__WHAT TO WORK ON__. Collect every line of the listing below that contains the word "reflective", matching case exactly.

__ENTRIES SHOWN__.
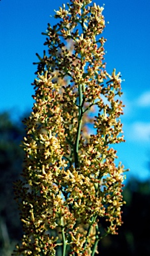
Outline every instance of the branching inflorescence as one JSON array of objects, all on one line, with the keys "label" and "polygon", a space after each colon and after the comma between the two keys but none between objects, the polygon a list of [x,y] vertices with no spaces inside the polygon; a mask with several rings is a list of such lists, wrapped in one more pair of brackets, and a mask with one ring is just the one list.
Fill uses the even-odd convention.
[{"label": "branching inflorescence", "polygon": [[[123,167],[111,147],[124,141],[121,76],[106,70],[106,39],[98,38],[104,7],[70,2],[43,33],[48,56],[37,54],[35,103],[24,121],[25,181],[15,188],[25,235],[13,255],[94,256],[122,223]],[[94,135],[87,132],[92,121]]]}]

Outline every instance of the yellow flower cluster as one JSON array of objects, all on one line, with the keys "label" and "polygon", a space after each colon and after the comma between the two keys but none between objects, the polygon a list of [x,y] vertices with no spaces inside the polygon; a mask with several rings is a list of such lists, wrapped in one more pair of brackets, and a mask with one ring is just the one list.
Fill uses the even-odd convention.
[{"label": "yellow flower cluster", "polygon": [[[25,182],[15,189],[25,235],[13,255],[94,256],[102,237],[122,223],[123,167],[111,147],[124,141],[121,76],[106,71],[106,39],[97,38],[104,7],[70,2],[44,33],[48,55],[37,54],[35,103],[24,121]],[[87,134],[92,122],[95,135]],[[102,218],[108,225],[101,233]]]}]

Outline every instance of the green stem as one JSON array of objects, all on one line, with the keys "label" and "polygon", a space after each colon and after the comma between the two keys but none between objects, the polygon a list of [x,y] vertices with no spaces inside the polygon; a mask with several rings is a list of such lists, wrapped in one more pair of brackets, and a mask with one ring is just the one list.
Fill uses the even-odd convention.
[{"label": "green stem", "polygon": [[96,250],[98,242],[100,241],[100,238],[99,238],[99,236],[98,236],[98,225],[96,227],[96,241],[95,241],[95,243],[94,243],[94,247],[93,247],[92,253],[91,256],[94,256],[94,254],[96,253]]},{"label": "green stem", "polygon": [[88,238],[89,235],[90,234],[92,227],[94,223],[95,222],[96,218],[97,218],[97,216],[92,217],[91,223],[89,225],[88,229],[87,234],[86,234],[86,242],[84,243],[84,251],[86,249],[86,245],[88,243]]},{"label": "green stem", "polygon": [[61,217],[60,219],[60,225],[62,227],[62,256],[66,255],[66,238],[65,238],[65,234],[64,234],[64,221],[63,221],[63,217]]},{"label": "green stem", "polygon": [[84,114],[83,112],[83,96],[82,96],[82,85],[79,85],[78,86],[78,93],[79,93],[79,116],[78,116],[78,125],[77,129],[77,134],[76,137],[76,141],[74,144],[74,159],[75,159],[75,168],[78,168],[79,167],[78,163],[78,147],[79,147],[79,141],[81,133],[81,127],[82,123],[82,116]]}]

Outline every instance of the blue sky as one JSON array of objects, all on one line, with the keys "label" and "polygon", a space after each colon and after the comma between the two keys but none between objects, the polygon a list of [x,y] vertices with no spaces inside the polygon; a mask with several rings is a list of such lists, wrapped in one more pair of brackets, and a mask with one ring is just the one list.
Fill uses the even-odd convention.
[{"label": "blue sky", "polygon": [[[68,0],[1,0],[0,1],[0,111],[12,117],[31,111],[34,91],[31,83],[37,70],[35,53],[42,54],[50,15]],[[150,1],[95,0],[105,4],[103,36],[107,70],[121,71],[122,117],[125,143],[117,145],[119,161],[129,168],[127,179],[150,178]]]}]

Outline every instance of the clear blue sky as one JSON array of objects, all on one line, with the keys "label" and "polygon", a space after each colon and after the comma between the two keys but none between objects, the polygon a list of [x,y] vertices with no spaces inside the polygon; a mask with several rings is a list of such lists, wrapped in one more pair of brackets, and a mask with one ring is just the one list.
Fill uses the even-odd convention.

---

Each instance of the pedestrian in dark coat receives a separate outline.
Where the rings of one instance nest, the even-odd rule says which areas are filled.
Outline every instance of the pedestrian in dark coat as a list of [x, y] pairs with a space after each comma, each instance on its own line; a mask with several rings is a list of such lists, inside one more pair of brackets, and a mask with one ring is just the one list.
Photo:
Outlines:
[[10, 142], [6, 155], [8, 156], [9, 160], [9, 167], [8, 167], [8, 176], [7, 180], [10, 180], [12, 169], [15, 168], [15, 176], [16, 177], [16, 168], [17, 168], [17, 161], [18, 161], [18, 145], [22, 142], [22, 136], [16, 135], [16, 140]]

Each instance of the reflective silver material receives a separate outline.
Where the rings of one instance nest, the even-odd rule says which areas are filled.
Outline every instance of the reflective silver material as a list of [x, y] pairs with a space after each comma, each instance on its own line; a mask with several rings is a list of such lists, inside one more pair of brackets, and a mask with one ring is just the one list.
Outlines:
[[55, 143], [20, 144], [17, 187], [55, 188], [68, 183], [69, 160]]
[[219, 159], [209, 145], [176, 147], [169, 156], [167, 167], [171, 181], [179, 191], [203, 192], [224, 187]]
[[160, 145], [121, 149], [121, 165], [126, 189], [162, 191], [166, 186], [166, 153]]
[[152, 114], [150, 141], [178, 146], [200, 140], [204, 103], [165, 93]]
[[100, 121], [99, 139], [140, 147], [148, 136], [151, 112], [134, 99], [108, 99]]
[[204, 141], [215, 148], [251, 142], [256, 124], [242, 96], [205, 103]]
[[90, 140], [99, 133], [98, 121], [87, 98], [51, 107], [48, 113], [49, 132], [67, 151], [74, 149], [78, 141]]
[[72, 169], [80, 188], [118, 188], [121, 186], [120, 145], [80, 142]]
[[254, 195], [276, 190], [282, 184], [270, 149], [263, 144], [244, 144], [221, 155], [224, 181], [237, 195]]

__SOLUTION TO THIS EXERCISE__.
Each instance of the reflective silver material receives a separate outline.
Outline every instance of the reflective silver material as a list of [x, y] pairs with a space after each comma, each instance on its own line; a mask with several rings is a list of such lists, inside one more pair of brackets, and a mask with one ring is just the one list.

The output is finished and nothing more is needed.